# [ИСХОДНЫЕ ЗАПИСИ]
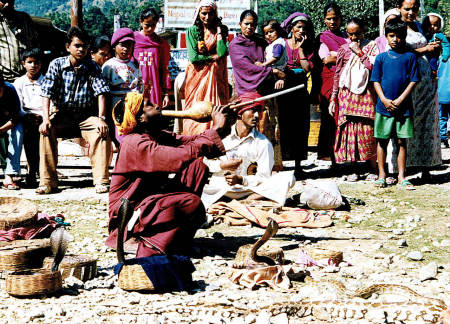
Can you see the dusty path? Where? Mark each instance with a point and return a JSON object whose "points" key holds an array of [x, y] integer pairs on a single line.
{"points": [[370, 241]]}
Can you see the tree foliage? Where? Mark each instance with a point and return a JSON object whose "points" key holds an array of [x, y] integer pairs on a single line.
{"points": [[367, 10]]}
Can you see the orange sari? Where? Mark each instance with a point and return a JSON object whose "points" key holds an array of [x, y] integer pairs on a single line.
{"points": [[205, 82]]}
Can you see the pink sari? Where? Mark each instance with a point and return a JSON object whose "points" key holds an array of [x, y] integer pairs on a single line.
{"points": [[206, 81], [153, 54]]}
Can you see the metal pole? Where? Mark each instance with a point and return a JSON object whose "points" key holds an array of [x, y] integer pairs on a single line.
{"points": [[76, 13]]}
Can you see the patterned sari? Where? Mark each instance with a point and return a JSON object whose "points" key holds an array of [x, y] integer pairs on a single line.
{"points": [[355, 113], [206, 81]]}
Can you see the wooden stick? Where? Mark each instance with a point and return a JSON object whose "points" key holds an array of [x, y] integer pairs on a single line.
{"points": [[272, 95]]}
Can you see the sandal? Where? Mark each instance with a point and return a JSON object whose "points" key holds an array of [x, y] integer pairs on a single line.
{"points": [[11, 186], [101, 188], [353, 177], [45, 190], [391, 181], [406, 184], [371, 177], [380, 183]]}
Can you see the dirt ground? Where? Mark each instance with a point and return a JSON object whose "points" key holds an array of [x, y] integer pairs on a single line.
{"points": [[375, 235]]}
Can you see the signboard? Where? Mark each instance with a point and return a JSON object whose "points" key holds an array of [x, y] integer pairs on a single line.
{"points": [[180, 14]]}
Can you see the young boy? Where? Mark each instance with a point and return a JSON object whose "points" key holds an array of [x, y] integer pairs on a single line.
{"points": [[394, 75], [9, 116], [443, 74], [78, 91], [122, 73], [28, 89]]}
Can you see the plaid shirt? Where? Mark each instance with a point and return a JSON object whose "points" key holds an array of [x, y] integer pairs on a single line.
{"points": [[74, 89], [17, 34]]}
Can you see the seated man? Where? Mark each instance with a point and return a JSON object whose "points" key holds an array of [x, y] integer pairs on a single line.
{"points": [[167, 211], [246, 168], [77, 90]]}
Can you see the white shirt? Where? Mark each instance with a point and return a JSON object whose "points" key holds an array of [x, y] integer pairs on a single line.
{"points": [[122, 76], [282, 61], [253, 148], [29, 93]]}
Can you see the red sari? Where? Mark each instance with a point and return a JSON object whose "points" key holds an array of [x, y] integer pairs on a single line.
{"points": [[328, 124]]}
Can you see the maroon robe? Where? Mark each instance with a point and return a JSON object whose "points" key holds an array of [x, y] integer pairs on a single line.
{"points": [[171, 209]]}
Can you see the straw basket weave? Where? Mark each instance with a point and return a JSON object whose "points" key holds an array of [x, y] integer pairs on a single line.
{"points": [[16, 212], [33, 282], [318, 253], [133, 277], [23, 254], [82, 267]]}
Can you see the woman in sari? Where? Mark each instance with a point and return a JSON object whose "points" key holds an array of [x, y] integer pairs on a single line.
{"points": [[424, 149], [330, 41], [353, 101], [206, 74], [295, 106], [153, 53], [246, 52]]}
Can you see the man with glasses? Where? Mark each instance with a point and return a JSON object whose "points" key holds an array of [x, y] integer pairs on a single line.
{"points": [[74, 105]]}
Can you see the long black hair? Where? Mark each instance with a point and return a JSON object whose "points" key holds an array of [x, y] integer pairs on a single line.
{"points": [[332, 6], [198, 23]]}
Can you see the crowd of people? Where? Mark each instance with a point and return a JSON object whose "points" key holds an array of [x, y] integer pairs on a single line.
{"points": [[382, 100]]}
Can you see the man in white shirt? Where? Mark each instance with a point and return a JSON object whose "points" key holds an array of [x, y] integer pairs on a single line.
{"points": [[246, 169]]}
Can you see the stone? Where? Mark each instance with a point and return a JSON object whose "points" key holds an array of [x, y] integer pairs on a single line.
{"points": [[250, 319], [445, 243], [280, 319], [402, 243], [201, 233], [415, 256], [263, 318], [428, 272], [217, 236]]}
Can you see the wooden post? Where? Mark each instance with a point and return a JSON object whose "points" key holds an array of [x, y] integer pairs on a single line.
{"points": [[381, 15], [76, 13]]}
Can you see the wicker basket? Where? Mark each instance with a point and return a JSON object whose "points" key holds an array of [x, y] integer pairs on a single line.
{"points": [[33, 282], [16, 212], [82, 267], [318, 253], [23, 254], [133, 277]]}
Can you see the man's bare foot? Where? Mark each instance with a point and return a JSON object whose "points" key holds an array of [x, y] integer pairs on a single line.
{"points": [[445, 317], [255, 196]]}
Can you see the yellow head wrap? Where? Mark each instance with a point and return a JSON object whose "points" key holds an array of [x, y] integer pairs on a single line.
{"points": [[133, 102]]}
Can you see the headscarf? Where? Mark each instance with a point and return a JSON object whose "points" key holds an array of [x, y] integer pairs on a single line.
{"points": [[133, 102], [249, 96], [204, 3], [296, 16], [390, 12]]}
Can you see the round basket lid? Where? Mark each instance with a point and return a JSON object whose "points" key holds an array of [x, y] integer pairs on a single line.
{"points": [[15, 211]]}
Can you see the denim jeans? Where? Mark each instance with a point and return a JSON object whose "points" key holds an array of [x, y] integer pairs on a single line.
{"points": [[15, 139], [444, 113]]}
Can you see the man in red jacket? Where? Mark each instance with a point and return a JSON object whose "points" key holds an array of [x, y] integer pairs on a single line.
{"points": [[167, 211]]}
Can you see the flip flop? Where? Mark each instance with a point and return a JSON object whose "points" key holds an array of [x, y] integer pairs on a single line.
{"points": [[405, 184], [391, 181], [10, 186], [380, 183]]}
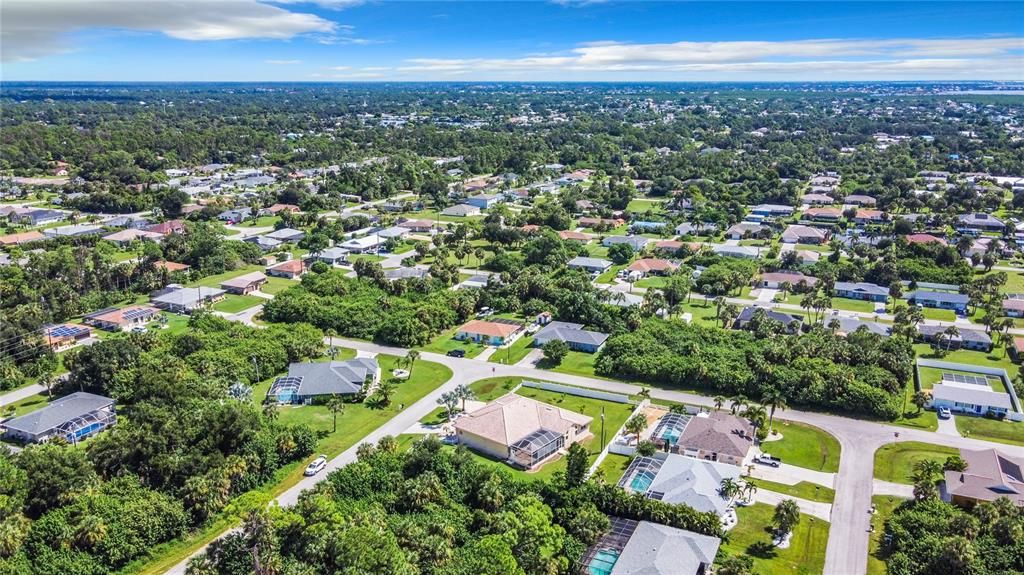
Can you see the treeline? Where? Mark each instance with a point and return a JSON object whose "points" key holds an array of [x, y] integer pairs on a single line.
{"points": [[431, 511], [361, 308], [189, 439], [861, 373]]}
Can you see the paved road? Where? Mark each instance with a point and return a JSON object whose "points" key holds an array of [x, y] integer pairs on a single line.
{"points": [[848, 534]]}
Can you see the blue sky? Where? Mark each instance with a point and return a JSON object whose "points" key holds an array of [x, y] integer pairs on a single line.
{"points": [[352, 40]]}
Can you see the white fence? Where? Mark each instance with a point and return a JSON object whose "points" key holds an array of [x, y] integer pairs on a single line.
{"points": [[582, 392]]}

# [ЦЕЛЬ ЗАДАНИЯ]
Перепишите всё от строки с «Can you see the white fence?» до конца записей включительно, вместе с запросами. Координаты точек в ответах умножьте на 1,25 и округлите до целых, половины округляйте вверх.

# [ВЫПОЛНЕННОЕ ЗАДАНИЕ]
Can you see the white fence? Where? Mark each instance with a point and return a JSON object whose "points" key holds an array of [x, y] integer pairs on a single line.
{"points": [[728, 490]]}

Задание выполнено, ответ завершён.